**ACTIVITY**
From the first line to the last, print the data exactly.

**THE DATA**
"""
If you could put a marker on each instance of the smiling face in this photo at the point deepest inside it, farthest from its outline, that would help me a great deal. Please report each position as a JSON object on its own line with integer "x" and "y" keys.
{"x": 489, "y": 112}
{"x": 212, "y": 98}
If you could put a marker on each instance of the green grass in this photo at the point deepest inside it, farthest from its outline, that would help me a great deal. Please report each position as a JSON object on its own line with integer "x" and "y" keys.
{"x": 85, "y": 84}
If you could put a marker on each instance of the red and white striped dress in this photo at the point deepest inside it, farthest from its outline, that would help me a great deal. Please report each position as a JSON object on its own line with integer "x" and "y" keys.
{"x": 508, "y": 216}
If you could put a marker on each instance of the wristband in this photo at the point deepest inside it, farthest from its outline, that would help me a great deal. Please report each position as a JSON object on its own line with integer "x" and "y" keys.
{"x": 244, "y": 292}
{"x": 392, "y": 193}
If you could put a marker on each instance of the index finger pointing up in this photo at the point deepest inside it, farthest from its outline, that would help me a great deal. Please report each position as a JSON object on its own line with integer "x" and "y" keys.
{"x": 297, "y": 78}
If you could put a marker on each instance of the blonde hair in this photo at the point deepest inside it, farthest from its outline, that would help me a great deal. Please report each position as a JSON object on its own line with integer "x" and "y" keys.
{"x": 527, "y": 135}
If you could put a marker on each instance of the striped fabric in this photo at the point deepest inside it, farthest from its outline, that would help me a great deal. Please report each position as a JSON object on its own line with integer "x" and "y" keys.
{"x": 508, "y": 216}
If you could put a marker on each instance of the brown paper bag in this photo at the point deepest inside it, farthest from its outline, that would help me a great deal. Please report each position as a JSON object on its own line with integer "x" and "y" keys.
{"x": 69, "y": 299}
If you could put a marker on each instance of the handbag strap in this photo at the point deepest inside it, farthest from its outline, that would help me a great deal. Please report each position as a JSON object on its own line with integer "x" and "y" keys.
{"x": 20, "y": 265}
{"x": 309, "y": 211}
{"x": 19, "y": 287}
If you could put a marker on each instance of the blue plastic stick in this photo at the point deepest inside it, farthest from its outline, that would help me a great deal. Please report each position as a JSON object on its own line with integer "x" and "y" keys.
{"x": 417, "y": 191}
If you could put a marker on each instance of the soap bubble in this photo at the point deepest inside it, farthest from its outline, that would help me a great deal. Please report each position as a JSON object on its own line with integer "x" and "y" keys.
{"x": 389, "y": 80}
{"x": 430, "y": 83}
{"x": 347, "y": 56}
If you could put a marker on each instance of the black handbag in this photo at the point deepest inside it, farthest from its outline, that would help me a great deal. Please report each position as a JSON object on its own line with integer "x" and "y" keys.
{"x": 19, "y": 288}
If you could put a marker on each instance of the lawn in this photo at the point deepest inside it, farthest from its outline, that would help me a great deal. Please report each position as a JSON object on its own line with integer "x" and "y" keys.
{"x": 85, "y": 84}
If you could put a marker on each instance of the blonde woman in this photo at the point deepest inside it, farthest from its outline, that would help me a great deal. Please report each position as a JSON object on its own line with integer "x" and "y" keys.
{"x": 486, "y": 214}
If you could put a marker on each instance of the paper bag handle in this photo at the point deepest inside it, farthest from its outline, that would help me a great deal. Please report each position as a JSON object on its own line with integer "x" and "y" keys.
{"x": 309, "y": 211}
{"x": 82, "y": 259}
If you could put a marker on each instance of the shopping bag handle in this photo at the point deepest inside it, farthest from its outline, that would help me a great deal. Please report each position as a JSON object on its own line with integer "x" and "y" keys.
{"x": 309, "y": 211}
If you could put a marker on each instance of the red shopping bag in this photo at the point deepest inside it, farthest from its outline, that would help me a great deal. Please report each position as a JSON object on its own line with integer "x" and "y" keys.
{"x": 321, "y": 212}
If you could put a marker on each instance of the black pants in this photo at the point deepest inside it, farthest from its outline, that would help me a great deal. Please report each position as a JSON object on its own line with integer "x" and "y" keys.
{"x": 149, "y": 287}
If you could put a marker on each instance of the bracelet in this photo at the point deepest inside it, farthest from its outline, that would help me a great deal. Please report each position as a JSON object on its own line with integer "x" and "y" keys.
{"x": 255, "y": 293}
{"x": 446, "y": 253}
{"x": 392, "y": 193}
"""
**SOLUTION BELOW**
If you could put a marker on each instance of the smiling face in this photo at the point deepest inside it, farthest from its outline, that would help me a great deal. Please report each position as a JSON object on its own line with integer "x" and "y" keys.
{"x": 489, "y": 112}
{"x": 212, "y": 98}
If you could put a marker on each instance of the green grass in this photo at the point deepest inside it, farthest from its outline, that would help me a great deal. Please report each position as a JSON object on its own line with integer "x" and "y" keys.
{"x": 85, "y": 84}
If you could put a marker on each instance of the red and white striped dress in this photo at the point deepest inside it, farthest from its outline, that would help me a great deal. Please report each position as a JSON object on its own line with integer "x" and "y" keys.
{"x": 508, "y": 216}
If you could put a marker on each instance of the wristband in this photo at the point deepest inside it, farthest from its outline, that would help me a great deal. Please report each position as a JSON object on its own line with integer "x" and "y" keys.
{"x": 244, "y": 292}
{"x": 392, "y": 193}
If you could put a marker on each instance of the index finger pointing up in this photo at the point deepest inside it, farthest from its outline, that would help me a great deal. Please report each position as a JSON object on its own line with integer "x" and "y" keys.
{"x": 297, "y": 78}
If you could put a marker on each instance of the blonde hair in this photo at the point deepest inside it, farthest from its outline, that would help me a great deal. Please report each position as a JSON object on its own line with integer "x" and "y" keys.
{"x": 527, "y": 135}
If you could put a marker on each instance of the striped fabric in this photo at the point deepest inside it, farthest from its outline, that would help me a great deal. Please report each position as a JSON object on its own line with integer "x" and "y" keys.
{"x": 508, "y": 216}
If you could put a marker on each instance of the brown paper bag in this photo at the point deepest inside it, farthest from its outline, that would help me a great deal. Please report each position as a JSON object on its own line with integer "x" and "y" keys.
{"x": 69, "y": 299}
If you could put a marker on each instance of the handbag strap in this photo at the point deepest inside it, farthest from its outline, that would help me a great deal. Please report each position as a JSON object on its own line with integer "x" and "y" keys.
{"x": 20, "y": 265}
{"x": 309, "y": 211}
{"x": 19, "y": 287}
If you could put a marker on each instance of the blue plastic stick in this photo at the point deepest inside it, farthest from its outline, that would help me a great deal. Please report each position as a JSON object on its own line with integer "x" and "y" keys.
{"x": 417, "y": 191}
If you could put a marker on each instance of the soap bubble in this photo at the point deepest inside it, farthest from its outline, that would help me a great deal. Please report each position as a JSON object on its own line with integer "x" and "y" keys.
{"x": 389, "y": 80}
{"x": 430, "y": 83}
{"x": 347, "y": 56}
If you could put a marker on each instance of the black handbag in this photo at the point deepest inside it, farthest from its outline, that would help me a great deal. Please report each position as a JSON object on its own line with integer "x" and "y" keys.
{"x": 19, "y": 288}
If you could put a marker on each instance of the lawn in this photo at the point deepest inside it, farthest from its outline, that would help me a great deal. Please report each position as a JSON object on its own line with integer "x" and "y" keys.
{"x": 85, "y": 84}
If you could put a marker on each instance of the blonde woman in this photo at the point deepest inside it, farthest from its outline, that would help me a great deal. Please report each position as a JSON object on its own line with integer "x" and "y" keys.
{"x": 486, "y": 214}
If you could put a marker on each instance of the paper bag handle in this photo at the point deepest inside it, farthest from its outline, that would help me a great deal. Please report each position as a JSON object on its own line with integer "x" and "y" keys.
{"x": 309, "y": 211}
{"x": 82, "y": 259}
If you could put a marker on each instance of the shopping bag handle in this photo at the point deepest inside it, farthest from its outline, that would help me a great deal. Please report each position as a JSON object on its own line with integer "x" and "y" keys.
{"x": 309, "y": 211}
If you could put a marker on each instance of the red shopping bag in this photo at the point deepest inside it, farthest from its outline, that would help me a great deal. Please report each position as a JSON object on its own line with integer "x" and "y" keys.
{"x": 321, "y": 212}
If you could put a marker on each instance of the black pants in this photo at the point deepest inside it, farthest from its outline, that would help me a great deal. Please report each position as a JSON object on its own line with integer "x" and "y" keys.
{"x": 149, "y": 287}
If you could put a marker on each instance of the bracelet in this photo at the point deepest inside it, farthest from its outline, that would help me a great deal. Please report each position as a JSON object on its own line with integer "x" and "y" keys.
{"x": 255, "y": 293}
{"x": 446, "y": 253}
{"x": 392, "y": 193}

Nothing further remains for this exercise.